__Exercise__
Collect every line from the items below that contains the word "grey", observing case.

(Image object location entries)
*****
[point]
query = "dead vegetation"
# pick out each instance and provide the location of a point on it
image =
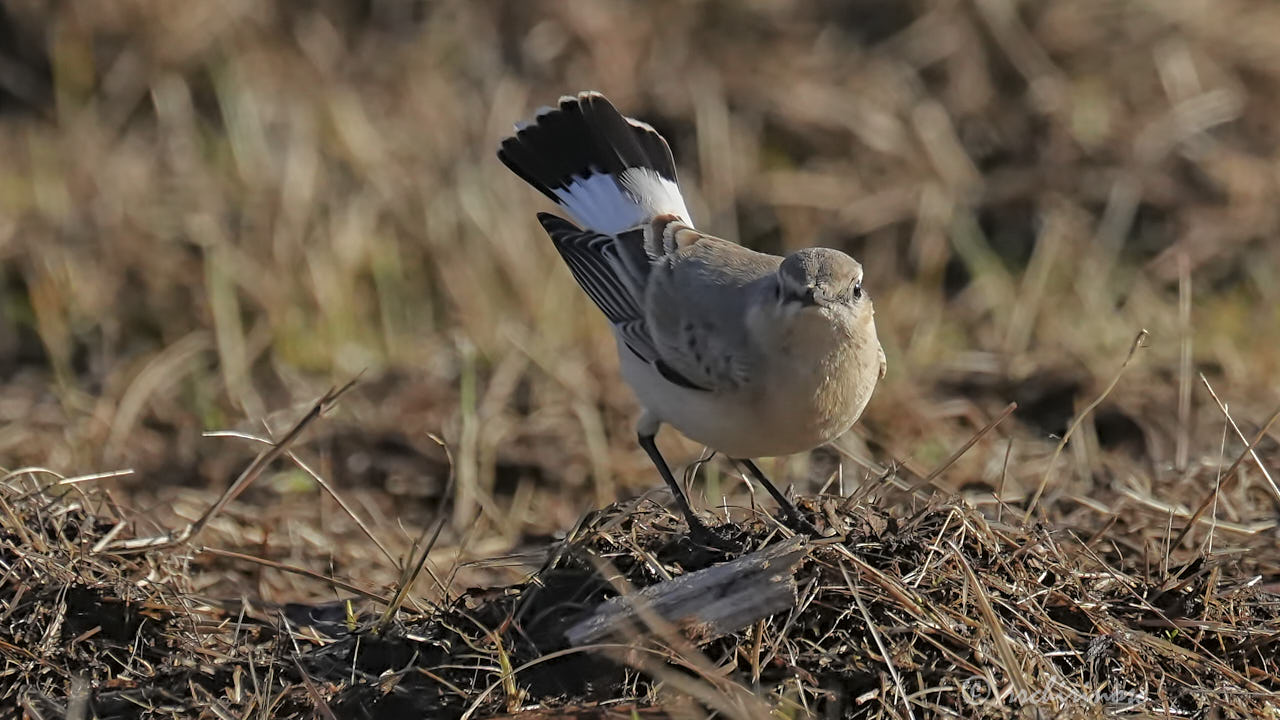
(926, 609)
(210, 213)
*****
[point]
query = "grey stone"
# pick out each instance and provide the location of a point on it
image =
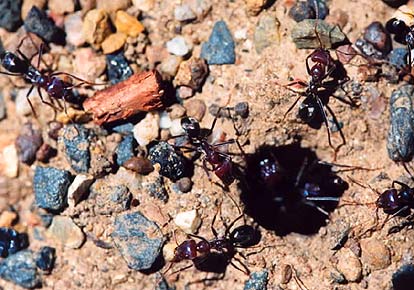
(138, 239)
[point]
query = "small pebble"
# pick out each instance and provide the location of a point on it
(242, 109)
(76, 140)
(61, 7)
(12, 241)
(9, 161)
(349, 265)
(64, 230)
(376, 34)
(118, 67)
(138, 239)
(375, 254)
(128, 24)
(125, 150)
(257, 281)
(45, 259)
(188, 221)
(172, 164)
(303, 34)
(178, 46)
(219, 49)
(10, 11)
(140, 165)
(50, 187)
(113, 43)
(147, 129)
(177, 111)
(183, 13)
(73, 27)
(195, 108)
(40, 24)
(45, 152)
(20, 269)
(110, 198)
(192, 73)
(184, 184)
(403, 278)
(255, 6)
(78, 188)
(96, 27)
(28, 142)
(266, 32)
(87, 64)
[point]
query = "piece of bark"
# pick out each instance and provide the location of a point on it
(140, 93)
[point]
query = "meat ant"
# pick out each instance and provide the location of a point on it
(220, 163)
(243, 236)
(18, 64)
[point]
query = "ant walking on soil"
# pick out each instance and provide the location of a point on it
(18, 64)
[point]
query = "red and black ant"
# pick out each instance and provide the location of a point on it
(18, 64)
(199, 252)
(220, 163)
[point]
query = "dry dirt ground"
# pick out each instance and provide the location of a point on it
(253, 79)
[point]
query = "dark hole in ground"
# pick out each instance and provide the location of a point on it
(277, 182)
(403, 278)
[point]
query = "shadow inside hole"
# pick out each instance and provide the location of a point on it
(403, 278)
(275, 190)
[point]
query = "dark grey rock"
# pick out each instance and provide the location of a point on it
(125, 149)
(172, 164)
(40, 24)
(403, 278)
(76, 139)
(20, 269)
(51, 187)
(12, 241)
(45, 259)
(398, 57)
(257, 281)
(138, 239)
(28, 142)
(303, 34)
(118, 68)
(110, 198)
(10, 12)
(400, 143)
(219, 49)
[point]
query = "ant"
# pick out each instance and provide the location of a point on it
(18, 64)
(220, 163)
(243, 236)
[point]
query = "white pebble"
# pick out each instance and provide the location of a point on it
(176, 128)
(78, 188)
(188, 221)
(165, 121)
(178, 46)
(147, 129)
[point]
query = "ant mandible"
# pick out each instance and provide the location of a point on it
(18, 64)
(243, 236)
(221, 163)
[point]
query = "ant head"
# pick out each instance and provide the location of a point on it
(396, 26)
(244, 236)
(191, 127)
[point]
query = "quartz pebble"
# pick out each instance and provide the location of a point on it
*****
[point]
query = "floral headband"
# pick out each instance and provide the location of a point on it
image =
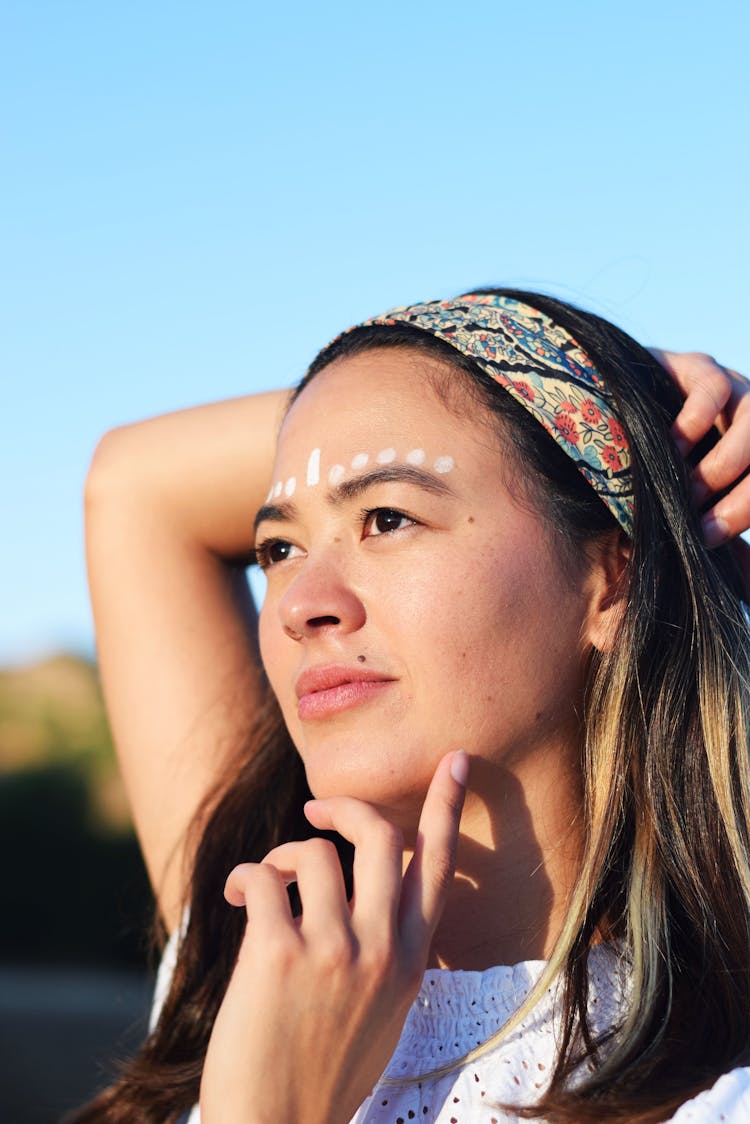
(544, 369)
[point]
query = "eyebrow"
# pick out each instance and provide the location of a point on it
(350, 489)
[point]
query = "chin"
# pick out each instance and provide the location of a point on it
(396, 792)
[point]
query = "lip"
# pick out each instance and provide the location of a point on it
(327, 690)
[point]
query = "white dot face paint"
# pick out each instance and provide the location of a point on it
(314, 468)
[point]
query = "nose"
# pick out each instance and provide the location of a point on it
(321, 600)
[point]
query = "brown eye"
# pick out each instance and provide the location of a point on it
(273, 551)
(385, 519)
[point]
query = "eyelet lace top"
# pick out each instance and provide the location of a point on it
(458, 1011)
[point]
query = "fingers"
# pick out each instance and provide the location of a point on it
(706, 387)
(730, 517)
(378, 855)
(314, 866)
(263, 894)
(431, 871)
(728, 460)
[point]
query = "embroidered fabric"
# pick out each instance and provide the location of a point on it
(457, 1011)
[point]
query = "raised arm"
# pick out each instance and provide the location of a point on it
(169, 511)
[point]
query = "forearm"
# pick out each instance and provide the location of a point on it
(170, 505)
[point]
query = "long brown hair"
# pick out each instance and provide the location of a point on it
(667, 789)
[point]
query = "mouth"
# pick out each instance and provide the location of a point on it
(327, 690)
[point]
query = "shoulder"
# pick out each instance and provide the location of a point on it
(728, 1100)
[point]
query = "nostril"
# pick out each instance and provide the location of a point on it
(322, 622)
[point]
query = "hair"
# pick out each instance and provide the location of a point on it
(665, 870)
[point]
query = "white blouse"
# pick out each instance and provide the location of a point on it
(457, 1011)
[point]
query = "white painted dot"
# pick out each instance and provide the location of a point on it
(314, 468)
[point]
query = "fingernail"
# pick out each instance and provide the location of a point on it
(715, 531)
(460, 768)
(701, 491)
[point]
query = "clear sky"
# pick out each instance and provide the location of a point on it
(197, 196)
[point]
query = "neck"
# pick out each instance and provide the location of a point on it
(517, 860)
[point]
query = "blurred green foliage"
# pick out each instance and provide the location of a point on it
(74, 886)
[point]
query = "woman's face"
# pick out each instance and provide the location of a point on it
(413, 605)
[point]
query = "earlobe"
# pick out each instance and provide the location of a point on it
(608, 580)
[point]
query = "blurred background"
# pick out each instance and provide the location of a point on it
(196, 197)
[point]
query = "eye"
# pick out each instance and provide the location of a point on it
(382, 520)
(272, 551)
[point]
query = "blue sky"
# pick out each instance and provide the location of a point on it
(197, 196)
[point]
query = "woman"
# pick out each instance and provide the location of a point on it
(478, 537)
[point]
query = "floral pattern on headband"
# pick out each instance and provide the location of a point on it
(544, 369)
*****
__Output of the task__
query = "grey stone"
query = "dark grey rock"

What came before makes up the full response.